* **TEXTAUSZUG**
○ ○ ○ ○ ○

Die regionale saisonale Küche mit „typischen“ Wintergerichten ist in Deutschland deutlich fett- und kohlenhydratreicher als im Sommer. Die Speisekarte zeigt all das, was in den vergangenen Monaten mit viel Arbeit und Mühe gepflanzt, gehegt und geerntet wurde. Du darfst akzeptieren, dass dein Körper und Geist im Winter andere Nahrung verlangt als im Sommer. Um sich selber aber etwas Gutes zu tun, sollte man sich zwar gut und abwechslungsreich ernähren, aber grundsätzlich schon ein Auge auf das Was und Wieviel haben. Hier ist Achtsamkeit und bewusstes Einkaufen, Kochen und Essen eine Hilfe. Vielleicht kannst du schon beim Einkaufen auf Lebensmittel verzichten, die hoch verarbeitet sind und die du schnell und ohne großes Nachdenken essen kannst, so dass du gar nicht erst in Versuchung kommst. Du könntest dir auch vorab Alternativen überlegen, wenn dich der Heißhunger auf Süßes überkommt. Ein warmer Tee, Bewegung, eine Wärmflasche auf den Bauch legen, Fotos vom Sommer anschauen. Auch hier darfst du kreativ sein und ausprobieren, was dir guttut und bei welchen Tätigkeiten du ein paar Glückshormone ausschütten kannst. Verwende Lebensmittel, die lange satt machen und es dürfen im Winter auch gerne zwei warme Mahlzeiten sein. Es sind ja oft nicht die Hauptmahlzeiten, die zur Gewichtszunahme führen, sondern die Zwischenmahlzeiten. Sich hier einen ausgewogenen Plan zu machen und bewusst zu schauen, was und wieviel man zu sich nimmt, kann einem helfen, Lebensmittel zu finden, die Heißhunger vorbeugen und mit denen man sich besser fühlt. Lass dich auch hier gerne vom Angebot im Internet inspirieren. Vielleicht ist es auch hilfreich, gerade jetzt mal etwas Neues auszuprobieren und für bisschen Abwechslung zu sorgen.
Kommunikation ist auch ein wichtiger Baustein bei der Behandlung von Winterdepressionen. Sei ehrlich zu deinen Mitmenschen und deinen Kollegen bzw. zu deinem Arbeitgeber und kläre sie über deinen Zustand auf. Die Winterdepression ist eine klinische Diagnose und nichts, was du dir ausdenkst. Wenn du dir selber noch Schuldgefühle und den Argwohn deiner Mitmenschen aufpackst, weil du gerade nicht so kannst, wie du es sonst kannst, wird es nur noch schwerer für dich. Spreche auch mit deinem Hausarzt, wie er dich eventuell in den kommenden Monaten unterstützen kann. Auch Heilpraktiker für Psychotherapie bieten eine wertvolle Anlaufstelle, um die Wintermonate gut zu überstehen. Hier kannst du über deine Sorgen und Ängste sprechen und vielleicht auch an ein paar Themen arbeiten, die dich zwar das ganze Jahr über nur leicht beschäftigen, aber verstärkt in den Wintermonaten hochkommen und dich deutlich belasten. Es ist okay, sich rechtzeitig Hilfe zu holen. Vorallem, wenn in dieser Zeit Selbstmordgedanken auftreten, solltest du dir bitte umgehend psychotherapeutische Hilfe holen.
Psychotherapeutische Unterstützung solltest du dir ebenfalls holen, wenn du nicht nur im Winter zu gedrückter Stimmung und Antriebslosigkeit neigst. Solltest du das ganze Jahr über schon unter Schlaflosigkeit, Appetitverlust, Interessenverlust, sozialem Rückzug und Schuldgefühlen leiden, dann könntest du eine depressive Episode haben. Je früher du dir Unterstützung holst, desto besser. Sei es dir wert.

○ ○ ○ ○ ○

* **Gespeicherte Dateneinträge**
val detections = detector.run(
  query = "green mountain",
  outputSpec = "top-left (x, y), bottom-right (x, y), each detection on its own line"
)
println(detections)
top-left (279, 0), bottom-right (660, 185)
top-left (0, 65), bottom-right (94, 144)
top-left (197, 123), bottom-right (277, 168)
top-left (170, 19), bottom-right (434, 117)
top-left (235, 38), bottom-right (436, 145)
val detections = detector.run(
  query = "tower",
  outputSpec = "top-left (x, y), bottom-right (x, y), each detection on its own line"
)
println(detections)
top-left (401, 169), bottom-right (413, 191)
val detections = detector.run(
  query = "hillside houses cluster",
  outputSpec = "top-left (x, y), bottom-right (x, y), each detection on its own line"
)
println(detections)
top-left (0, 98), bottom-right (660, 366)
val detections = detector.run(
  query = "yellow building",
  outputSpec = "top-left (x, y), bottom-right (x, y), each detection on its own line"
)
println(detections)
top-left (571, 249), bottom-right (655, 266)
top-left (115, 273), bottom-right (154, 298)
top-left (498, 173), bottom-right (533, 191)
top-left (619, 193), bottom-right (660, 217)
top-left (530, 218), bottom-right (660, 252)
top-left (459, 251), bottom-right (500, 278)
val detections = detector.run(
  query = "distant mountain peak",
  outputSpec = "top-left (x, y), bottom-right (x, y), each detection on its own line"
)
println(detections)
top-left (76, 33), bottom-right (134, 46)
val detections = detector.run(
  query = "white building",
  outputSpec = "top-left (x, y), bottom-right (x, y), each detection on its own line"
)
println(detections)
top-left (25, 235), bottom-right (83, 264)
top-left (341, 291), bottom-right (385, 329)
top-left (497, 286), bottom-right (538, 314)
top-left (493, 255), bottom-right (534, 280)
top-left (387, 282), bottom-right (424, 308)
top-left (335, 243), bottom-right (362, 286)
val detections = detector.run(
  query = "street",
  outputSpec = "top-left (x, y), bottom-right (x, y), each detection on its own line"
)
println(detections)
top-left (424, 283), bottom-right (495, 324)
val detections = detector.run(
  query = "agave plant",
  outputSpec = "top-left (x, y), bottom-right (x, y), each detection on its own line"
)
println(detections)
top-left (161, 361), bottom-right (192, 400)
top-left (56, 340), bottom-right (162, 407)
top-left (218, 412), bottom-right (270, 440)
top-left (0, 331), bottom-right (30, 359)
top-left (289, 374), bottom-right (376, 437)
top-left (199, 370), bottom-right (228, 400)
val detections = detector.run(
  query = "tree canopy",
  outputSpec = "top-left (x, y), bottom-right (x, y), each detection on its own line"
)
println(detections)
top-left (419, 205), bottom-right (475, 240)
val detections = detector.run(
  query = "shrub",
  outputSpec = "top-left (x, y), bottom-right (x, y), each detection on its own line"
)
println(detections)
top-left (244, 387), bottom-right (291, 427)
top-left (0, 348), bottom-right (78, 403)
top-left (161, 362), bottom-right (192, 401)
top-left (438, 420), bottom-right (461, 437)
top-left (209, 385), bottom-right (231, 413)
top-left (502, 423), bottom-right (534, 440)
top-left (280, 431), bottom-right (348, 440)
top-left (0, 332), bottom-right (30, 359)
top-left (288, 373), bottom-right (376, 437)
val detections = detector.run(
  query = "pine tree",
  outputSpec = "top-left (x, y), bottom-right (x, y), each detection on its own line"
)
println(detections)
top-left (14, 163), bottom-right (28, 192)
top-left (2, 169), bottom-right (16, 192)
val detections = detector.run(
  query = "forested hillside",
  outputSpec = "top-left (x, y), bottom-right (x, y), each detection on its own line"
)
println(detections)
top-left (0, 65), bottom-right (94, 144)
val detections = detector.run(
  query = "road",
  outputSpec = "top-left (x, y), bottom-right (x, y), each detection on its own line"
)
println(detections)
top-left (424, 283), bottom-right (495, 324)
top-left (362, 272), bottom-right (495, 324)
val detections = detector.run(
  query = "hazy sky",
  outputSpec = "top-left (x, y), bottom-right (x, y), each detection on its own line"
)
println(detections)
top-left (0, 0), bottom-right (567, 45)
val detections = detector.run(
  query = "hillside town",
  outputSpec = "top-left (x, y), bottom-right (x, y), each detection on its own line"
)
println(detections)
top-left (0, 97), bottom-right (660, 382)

○ ○ ○ ○ ○

* **AUFGABEN**
A - Beantworte mithilfe des Auszugs über die Winterdepression die folgenden Fragen:
(i) Welche Mahlzeiten führen laut Auszug oft zur Gewichtszunahme?
(ii) Als was wird die Winterdepression bezeichnet?
(iii) In welchem Fall soll man sich umgehend psychotherapeutische Hilfe holen?
B - Gib aus dem Auszug über die Winterdepression den Abschnitt wortgetreu wieder, der mit den Worten „Psychotherapeutische Unterstützung solltest“ beginnt und mit „es dir wert.“ endet.

* **LÖSUNGEN**
A -
(i) Die Zwischenmahlzeiten, nicht die Hauptmahlzeiten.
(ii) Als klinische Diagnose.
(iii) Wenn in dieser Zeit Selbstmordgedanken auftreten.

B -
Psychotherapeutische Unterstützung solltest du dir ebenfalls holen, wenn du nicht nur im Winter zu gedrückter Stimmung und Antriebslosigkeit neigst. Solltest du das ganze Jahr über schon unter Schlaflosigkeit, Appetitverlust, Interessenverlust, sozialem Rückzug und Schuldgefühlen leiden, dann könntest du eine depressive Episode haben. Je früher du dir Unterstützung holst, desto besser. Sei es dir wert.